WHAT YOU WILL DO: Each line of the listing that holds "trees" counts once; report how many there are, and nothing more.

'''

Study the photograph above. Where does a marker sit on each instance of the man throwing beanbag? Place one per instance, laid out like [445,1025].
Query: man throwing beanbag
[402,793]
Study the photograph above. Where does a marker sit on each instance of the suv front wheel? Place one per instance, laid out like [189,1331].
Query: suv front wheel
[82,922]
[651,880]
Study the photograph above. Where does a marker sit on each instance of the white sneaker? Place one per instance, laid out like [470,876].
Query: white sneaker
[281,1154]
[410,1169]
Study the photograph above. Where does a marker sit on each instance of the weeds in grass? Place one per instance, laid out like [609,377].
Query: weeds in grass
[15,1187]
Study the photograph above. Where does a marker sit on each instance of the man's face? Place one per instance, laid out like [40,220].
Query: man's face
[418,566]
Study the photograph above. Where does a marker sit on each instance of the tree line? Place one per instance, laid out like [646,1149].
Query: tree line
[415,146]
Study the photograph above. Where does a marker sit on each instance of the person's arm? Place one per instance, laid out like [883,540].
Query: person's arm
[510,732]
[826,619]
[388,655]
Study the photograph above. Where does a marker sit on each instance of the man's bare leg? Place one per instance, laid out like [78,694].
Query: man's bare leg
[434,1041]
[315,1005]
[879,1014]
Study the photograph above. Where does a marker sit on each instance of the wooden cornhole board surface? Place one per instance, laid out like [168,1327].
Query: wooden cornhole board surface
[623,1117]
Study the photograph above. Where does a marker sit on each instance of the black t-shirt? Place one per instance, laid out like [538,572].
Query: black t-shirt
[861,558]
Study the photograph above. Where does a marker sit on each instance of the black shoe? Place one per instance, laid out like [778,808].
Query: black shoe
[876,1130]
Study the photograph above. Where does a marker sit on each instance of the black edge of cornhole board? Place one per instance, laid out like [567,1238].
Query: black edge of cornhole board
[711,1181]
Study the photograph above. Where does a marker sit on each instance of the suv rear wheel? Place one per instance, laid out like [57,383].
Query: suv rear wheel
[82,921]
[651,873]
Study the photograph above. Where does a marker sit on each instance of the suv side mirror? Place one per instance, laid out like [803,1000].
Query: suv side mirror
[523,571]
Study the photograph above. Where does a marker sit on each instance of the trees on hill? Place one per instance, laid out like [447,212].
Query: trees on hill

'''

WRITTEN REPLY: 2